** START OF EXCERPT **

Documentary notes Alaska parks

Posted: Thursday, July 09, 2009

By MARGARET BAUMAN

Morris News Service-Alaska, Alaska Journal of Commerce

Award-winning filmmaker Ken Burns, with his new documentary on America's national parks, has touched the hearts of Alaska's conservationists and the tourism industry, both with their own personal passions for seeing these parks thrive for generations to come.

Burns was in Anchorage June 18 to preview excerpts of "The National Parks: America's Best Idea," before parks aficionados packed into the Performing Arts Center for an evening with the celebrated filmmaker. The six-part series is scheduled to begin airing on public broadcasting stations in late September.

"The exposure we are going to get will be tremendous for Alaska," said John Binkley, president of the Alaska Cruise Association, the major sponsor of the event. "I think it will certainly make a difference, get Alaska's name out there."

The 12-hour, six part series is not so much a travelogue but a story of the people, from every conceivable background, whose efforts resulted in the national park system America has today.

As Burns tells it, the rich and poor, famous and unknown, idealists, artists and entrepreneurs devoted themselves to saving portions of America for reasons ranging from high ideals to crass opportunism, in breathtaking scenic backdrops, including Denali National Park and several other wilderness areas of Alaska that lie within the national park system.

For more than 30 years, Burns has chronicled for public television stations segments of America's history, including baseball, the adventures of Lewis and Clark and the Civil War, as well as biographies of such notables as Thomas Jefferson, Huey Long, Frank Lloyd Wright and Thomas Hart Benton.

Jim Stratton, Alaska regional director for the National Parks Conservation Association, agreed with Binkley that Burns' latest series will bode well for the visitor industry in Alaska.

"I think once the Ken Burns special is played on the air waves, depending on what part of the country you are in, the reservation lines (for vacation travel) are going to light up," said Stratton. "I think it's going to be really good for the parks."

It will also be really good for the tourism industry in Alaska, Stratton said. There will be a huge ripple effect, benefiting the cruise industry, lodges, private campgrounds, recreational vehicle rentals and miscellaneous private ventures, from river rafting to horseback riding and flightseeing, he said.

Stratton also sees the national parks series as a motivator to get more Alaskans into the parks, to attract more people to become park rangers, park interpreters and volunteers in the parks, and to talk to their congressmen about getting more money for the parks.

"It's a nice circle," he said. "The funds are experiencing a shortfall. They are down $600 million nationally of what they should be funded. The resulting interest by the American people will be helpful in closing that gap by 2016. It's an achievable goal.

"Congress has a program for the centennial (of the national parks) of matching grants," he added. "Congress just put $25 million into the fund for the centennial so parks can nominate projects to the fund with a partner. That's a great way for local organizations to get dialed into helping their local park out."

** END OF EXCERPT **

**INSTRUCTION:**
Continue the news article on the Ken Burns national parks documentary and Alaska from the point where it stops.

** START OF DATA SHOWN **

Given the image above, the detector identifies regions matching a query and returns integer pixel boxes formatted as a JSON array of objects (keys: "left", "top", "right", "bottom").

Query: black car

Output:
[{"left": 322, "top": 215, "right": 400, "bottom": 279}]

** END OF DATA SHOWN **

**ANSWER:**
Burns said in an interview prior to the event that everyone has a stake in becoming involved in America's national parks, "as active and dedicated self-sacrificing stewards."

He sees the parks not just as resorts and places to glimpse primeval America, but as laboratories "in which quite often the sins of the whole planet can be more accurately or more precisely or more quickly revealed. I think we can see particularly in the Lower 48, in Glacier, which may soon be the park formerly known as Glacier National Park, the effects of system-wide global problems of climate change."

Burns also gives much credit to private businesses interests, particularly the railroads, for their supporting role in creation of the parks.

"Traditionally and historically we have arrayed certain business interests as the ones who are the threats to the park, threats to the creation of the parks, and in some cases, that has been true, but it has also been businesses like the railroads that have been instrumental in their creation," he said. "Without the railroads, we wouldn't have a lot of the great parks. They are good for business, good for people, good for community groups. To the extent that people, community groups and businesses become active in preserving the parks, it's great for everybody. Without these stewards, they will languish and perhaps succumb to the pressures of development."

Burns noted that in the late 19th and early 20th centuries, the railroads were the real partners of the nation's conservation movement and that it was entirely in their self-interest.

"They were just building the new trans-continental railroad," said Burns. "Railroads were extending into every corner of the United States and one way you got people to ride for more money was to have a destination in mind.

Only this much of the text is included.